DATA:
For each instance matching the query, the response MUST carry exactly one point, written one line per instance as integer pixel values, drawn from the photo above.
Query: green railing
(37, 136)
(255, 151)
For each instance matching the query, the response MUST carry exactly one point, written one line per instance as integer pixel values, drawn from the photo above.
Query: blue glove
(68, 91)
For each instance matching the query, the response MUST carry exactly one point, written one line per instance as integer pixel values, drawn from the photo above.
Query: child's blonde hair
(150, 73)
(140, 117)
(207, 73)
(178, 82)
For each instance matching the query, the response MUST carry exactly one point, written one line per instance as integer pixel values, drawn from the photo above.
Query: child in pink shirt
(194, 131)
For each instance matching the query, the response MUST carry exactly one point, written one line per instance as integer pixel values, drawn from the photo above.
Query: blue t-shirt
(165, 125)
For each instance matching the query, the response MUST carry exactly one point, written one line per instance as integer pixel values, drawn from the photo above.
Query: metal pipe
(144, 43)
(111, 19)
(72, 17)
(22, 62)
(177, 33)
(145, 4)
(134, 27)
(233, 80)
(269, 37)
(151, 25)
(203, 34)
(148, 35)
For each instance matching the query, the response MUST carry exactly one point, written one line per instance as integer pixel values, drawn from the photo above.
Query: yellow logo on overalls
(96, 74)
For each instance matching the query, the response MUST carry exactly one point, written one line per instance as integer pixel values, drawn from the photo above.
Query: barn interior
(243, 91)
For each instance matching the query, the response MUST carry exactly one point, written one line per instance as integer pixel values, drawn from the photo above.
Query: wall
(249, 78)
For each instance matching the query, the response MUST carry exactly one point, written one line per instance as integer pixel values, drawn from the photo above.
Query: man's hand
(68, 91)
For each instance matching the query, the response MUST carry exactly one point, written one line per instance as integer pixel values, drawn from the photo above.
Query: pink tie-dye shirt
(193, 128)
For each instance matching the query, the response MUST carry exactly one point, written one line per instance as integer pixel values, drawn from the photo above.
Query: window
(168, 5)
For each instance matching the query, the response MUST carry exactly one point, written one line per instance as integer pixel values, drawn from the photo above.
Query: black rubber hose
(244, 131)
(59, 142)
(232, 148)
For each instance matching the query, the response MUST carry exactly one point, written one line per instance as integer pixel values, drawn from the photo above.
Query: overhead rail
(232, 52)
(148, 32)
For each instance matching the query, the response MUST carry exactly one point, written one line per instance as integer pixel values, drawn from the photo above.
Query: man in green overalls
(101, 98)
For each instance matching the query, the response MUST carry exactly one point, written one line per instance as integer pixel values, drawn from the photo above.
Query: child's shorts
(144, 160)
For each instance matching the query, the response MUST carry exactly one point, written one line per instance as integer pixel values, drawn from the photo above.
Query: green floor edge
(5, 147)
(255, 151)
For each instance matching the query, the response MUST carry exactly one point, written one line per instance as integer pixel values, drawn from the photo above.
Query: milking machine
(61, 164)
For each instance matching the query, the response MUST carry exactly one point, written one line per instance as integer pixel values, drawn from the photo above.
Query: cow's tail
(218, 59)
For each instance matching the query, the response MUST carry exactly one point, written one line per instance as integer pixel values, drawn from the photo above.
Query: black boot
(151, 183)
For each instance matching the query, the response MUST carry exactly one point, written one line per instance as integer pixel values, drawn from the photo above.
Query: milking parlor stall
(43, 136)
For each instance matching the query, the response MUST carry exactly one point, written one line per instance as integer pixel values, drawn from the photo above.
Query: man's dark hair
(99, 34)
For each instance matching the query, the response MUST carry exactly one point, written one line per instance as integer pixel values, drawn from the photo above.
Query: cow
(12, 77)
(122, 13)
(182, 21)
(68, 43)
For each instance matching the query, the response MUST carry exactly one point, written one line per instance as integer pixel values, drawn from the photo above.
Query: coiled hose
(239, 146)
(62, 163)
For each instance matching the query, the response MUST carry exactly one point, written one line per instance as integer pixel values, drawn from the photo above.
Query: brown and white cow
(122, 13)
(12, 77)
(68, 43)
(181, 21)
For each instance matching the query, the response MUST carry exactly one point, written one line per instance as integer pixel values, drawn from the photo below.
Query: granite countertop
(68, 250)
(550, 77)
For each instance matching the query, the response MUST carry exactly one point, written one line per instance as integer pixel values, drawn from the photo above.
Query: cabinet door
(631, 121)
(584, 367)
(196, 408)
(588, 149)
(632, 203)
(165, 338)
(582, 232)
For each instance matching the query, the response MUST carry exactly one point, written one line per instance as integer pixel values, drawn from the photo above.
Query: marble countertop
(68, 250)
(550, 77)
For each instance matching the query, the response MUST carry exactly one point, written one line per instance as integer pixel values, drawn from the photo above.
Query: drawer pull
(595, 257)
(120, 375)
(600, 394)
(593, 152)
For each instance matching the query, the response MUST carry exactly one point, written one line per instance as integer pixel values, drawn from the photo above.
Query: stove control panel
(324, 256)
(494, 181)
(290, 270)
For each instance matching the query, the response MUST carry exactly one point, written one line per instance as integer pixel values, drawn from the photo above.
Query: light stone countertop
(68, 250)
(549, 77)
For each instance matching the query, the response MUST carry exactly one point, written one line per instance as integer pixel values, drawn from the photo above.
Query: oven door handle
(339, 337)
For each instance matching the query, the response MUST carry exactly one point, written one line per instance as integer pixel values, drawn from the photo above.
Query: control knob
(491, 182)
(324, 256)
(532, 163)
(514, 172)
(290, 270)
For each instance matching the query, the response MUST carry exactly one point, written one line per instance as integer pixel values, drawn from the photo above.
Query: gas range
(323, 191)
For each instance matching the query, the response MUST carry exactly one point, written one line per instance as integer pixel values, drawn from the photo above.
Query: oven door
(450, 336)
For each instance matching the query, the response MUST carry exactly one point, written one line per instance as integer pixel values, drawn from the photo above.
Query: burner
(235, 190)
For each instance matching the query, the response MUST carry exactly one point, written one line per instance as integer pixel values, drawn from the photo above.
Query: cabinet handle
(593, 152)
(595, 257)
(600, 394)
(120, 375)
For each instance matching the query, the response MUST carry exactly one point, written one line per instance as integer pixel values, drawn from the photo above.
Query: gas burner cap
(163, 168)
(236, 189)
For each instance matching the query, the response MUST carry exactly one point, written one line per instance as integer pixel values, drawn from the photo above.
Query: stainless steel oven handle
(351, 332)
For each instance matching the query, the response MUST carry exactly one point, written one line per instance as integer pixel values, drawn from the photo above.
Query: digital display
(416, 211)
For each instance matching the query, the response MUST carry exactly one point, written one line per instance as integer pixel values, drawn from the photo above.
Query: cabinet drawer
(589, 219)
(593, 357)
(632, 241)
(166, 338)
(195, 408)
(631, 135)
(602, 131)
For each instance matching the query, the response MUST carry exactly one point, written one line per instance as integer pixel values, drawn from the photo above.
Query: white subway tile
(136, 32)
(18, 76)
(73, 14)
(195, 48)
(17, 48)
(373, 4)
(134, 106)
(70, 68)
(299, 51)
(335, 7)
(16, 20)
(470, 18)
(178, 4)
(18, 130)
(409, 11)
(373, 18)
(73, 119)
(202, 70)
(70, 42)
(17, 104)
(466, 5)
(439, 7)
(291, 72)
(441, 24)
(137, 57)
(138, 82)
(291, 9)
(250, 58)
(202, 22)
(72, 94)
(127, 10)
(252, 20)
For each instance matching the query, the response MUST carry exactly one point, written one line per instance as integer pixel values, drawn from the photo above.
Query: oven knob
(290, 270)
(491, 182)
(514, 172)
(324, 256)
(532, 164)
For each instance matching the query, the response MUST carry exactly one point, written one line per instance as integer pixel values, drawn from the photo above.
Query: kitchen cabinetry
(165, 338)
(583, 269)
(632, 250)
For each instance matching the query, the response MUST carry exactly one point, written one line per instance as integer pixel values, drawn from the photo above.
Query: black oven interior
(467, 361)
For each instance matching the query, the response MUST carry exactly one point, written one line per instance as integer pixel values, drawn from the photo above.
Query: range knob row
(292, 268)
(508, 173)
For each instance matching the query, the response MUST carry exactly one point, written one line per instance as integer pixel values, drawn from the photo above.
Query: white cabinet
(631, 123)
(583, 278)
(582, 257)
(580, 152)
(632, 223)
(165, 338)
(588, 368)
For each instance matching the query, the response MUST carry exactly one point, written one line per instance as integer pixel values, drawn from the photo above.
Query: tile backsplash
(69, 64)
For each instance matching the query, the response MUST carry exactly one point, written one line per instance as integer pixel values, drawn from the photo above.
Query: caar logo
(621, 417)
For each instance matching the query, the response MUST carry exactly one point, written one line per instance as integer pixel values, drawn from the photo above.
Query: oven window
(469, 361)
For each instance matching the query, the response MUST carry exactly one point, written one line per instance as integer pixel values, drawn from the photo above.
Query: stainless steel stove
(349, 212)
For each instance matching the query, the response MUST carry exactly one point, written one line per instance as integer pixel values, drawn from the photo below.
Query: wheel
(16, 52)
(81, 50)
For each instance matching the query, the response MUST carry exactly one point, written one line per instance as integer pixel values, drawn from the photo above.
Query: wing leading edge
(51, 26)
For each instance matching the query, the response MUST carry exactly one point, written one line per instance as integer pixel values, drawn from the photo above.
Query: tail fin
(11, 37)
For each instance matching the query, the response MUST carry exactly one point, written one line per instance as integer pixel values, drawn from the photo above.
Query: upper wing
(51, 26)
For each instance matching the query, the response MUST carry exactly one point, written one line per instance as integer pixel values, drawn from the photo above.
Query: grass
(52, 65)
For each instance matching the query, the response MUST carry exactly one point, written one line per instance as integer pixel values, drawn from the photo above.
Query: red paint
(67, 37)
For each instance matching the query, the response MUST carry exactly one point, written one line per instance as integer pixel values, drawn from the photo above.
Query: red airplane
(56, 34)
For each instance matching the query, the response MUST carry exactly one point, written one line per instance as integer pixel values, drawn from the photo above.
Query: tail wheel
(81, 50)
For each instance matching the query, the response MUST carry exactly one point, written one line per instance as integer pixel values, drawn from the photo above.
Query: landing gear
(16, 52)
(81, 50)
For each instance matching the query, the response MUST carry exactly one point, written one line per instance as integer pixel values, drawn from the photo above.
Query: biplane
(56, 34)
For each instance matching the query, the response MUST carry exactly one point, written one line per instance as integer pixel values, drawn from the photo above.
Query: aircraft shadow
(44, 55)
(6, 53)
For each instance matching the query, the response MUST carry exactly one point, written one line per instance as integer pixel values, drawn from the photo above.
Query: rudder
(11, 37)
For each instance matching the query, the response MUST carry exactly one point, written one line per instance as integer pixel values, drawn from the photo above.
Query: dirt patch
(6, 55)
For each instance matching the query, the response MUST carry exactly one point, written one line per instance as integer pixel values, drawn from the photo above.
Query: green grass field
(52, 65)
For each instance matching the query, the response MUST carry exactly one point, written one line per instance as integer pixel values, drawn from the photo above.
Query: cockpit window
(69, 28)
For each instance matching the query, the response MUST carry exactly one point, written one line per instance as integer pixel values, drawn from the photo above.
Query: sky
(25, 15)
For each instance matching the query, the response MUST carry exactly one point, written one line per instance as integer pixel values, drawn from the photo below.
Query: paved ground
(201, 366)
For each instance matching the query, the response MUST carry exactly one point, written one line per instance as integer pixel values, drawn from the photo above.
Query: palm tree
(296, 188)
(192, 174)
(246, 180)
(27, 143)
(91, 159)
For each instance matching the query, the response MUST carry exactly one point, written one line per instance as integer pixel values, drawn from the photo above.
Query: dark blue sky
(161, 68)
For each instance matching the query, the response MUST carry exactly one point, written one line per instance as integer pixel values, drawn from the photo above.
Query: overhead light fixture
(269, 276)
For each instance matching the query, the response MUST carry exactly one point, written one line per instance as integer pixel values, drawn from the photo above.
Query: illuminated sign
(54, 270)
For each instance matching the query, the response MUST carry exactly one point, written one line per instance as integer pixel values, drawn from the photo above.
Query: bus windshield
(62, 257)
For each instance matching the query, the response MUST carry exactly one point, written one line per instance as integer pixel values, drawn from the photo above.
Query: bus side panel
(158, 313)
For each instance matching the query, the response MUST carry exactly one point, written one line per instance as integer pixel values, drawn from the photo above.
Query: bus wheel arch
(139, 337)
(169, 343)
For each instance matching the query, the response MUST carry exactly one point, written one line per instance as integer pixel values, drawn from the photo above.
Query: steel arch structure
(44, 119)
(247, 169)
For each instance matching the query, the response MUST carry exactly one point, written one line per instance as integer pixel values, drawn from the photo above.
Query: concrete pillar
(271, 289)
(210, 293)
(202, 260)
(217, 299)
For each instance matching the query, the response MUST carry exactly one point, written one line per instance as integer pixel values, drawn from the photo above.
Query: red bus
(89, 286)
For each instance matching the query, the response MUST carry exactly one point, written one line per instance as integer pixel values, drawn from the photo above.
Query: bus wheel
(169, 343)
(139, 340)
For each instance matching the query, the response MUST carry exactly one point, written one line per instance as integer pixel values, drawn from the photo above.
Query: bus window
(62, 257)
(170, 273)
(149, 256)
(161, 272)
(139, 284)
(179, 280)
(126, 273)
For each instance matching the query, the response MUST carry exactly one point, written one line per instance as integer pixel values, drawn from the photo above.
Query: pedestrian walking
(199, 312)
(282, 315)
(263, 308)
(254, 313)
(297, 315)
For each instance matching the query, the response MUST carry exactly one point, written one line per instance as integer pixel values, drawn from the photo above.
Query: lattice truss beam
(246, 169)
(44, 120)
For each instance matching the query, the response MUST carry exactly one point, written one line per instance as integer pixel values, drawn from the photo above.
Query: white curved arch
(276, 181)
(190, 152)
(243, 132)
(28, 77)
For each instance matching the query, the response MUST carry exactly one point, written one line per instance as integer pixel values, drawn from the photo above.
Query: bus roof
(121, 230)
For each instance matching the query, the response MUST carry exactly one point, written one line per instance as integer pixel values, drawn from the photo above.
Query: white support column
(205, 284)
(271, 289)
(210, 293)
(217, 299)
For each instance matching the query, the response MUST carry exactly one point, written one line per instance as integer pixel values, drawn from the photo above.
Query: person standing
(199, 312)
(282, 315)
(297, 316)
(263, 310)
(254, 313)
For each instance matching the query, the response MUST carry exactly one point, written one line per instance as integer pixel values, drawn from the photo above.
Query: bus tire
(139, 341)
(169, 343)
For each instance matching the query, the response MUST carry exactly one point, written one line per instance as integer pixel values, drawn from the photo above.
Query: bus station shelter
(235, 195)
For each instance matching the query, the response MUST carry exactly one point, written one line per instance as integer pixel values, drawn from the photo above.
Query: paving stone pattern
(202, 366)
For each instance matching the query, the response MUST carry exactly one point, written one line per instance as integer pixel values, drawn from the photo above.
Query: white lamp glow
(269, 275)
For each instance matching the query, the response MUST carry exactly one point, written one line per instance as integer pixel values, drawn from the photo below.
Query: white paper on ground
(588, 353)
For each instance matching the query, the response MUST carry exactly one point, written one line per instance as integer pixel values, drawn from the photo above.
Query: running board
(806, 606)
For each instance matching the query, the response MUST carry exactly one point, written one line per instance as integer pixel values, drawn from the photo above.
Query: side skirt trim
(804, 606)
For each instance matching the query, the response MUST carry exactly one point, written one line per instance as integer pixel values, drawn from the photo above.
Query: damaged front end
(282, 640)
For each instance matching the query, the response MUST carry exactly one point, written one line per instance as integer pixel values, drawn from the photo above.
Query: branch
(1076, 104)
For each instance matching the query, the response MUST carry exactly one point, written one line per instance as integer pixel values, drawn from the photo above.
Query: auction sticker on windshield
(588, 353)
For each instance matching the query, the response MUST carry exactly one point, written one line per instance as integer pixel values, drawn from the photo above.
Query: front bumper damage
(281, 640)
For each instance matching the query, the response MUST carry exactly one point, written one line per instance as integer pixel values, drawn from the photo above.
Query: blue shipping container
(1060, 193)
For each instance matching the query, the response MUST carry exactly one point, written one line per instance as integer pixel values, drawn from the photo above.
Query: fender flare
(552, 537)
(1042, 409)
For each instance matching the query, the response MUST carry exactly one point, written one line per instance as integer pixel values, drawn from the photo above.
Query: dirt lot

WHAT YOU NEED TO DO:
State how many lines of the material above contain the word "stainless", giving only that number.

ANSWER TO THE PROBLEM:
2